Personal information
- Native name: میثم امینی
- Full name: Meisam Amini
- Nationality: Iran
- Born: 11 September 1983 (age 42) Sari, Iran
- Height: 182 cm (6 ft 0 in)

Sport
- Country: Iran
- Sport: Wrestling
- Event: Freestyle

Medal record
Men's freestyle wrestling
Representing Iran
World Junior Championships
| Silver medal – second place | 2003 Istanbul | 74 kg |

= Meisam Amini =

Iranian freestyle wrestler and coach

 fa:میثم امینی
Meisam Amini (born 11 September 1983 in Sari, Mazandaran province) is a former World and Asian freestyle wrestler medalist and a freestyle wrestling coach based in Lyon, France. He is a technical instructor for CIV (Ivory Coast).

== Career ==
After winning a Silver medal (69 kg) in the 2000 Asian Cadet Wrestling Championships, Hamedan, Iran, and Gold in the 2002 Asian Junior Wrestling Championships, Mashhad, Amini retired from wrestling due to a back injury after winning a Silver medal (74Kg) in the 2003 World Junior Wrestling Championships.

Since 2016, he has been training youth and adult wrestlers in Lyon, France. He has also led several international wrestling training camps, including in the Ivory Coast, where his role as Technical Instructor helps to develop wrestling talent and to promote the sport in that country.

WORK ITEM A —
List each wrestling championship the Meisam Amini text names, with its year and the medal he won there.
WORK ITEM B —
Please return everything in the Meisam Amini text from "Medal record" down to "CIV (Ivory Coast).", copied without changes.

RECORD EXCERPTS —
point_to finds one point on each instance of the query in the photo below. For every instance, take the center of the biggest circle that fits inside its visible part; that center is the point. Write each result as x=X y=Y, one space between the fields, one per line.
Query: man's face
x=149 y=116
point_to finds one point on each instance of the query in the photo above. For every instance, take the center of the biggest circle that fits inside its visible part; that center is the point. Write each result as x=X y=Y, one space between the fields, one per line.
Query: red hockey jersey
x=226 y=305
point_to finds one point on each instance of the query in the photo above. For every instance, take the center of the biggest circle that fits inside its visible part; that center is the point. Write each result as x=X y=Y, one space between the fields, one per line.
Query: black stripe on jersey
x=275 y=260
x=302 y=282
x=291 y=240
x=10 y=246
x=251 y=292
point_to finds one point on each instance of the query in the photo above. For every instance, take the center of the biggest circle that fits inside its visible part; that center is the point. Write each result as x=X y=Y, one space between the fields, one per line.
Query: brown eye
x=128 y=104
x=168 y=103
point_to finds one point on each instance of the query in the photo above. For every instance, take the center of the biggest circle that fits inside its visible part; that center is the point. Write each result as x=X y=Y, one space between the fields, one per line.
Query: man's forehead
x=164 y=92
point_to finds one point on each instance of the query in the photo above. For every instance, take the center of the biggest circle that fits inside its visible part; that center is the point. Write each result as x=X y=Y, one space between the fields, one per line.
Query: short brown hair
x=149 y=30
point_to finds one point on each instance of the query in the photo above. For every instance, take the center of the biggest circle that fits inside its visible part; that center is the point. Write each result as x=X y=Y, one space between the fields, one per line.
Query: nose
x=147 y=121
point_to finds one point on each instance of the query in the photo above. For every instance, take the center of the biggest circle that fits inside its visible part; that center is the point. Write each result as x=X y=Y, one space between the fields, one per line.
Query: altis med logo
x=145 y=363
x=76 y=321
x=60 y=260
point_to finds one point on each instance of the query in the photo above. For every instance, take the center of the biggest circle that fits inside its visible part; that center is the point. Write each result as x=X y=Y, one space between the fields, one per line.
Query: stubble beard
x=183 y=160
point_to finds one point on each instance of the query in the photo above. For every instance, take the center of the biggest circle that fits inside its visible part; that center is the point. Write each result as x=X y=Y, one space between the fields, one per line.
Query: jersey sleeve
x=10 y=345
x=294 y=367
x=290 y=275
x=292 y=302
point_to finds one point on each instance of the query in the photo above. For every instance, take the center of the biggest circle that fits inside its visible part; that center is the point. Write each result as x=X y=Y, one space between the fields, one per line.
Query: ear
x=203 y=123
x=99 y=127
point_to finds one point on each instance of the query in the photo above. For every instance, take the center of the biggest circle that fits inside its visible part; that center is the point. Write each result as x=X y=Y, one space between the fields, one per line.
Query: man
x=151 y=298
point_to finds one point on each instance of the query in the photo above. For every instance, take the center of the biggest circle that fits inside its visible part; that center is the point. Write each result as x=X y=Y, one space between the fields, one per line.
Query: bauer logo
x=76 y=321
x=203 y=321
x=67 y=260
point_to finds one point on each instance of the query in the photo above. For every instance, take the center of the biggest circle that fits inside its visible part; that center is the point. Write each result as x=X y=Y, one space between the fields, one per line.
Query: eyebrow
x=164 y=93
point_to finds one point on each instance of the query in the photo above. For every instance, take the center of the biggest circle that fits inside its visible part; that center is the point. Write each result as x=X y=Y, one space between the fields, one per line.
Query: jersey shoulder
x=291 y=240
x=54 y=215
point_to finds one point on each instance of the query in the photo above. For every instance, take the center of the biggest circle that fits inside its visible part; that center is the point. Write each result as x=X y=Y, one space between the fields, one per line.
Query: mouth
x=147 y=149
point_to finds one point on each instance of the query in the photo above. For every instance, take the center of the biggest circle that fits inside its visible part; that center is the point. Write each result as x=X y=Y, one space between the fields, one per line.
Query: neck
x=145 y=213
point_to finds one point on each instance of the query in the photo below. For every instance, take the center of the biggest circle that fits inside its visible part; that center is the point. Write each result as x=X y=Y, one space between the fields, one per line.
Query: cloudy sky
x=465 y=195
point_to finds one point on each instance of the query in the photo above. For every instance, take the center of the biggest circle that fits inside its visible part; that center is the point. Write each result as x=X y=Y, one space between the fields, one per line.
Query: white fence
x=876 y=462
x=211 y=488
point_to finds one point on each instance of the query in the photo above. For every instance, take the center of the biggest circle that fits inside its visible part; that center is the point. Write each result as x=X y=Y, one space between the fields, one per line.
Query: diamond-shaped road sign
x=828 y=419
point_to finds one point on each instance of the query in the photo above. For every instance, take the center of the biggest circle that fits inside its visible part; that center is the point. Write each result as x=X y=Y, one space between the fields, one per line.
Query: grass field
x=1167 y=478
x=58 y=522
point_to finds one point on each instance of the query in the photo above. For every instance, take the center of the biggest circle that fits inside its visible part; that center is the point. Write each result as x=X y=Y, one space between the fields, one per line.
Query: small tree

RESULT A —
- 2000 Asian Cadet Wrestling Championships (Hamedan, Iran): Silver medal (69 kg)
- 2002 Asian Junior Wrestling Championships (Mashhad): Gold
- 2003 World Junior Wrestling Championships (Istanbul): Silver medal (74 kg)

RESULT B —
Medal record
Men's freestyle wrestling
Representing Iran
World Junior Championships
| Silver medal – second place | 2003 Istanbul | 74 kg |

= Meisam Amini =

Iranian freestyle wrestler and coach

 fa:میثم امینی
Meisam Amini (born 11 September 1983 in Sari, Mazandaran province) is a former World and Asian freestyle wrestler medalist and a freestyle wrestling coach based in Lyon, France. He is a technical instructor for CIV (Ivory Coast).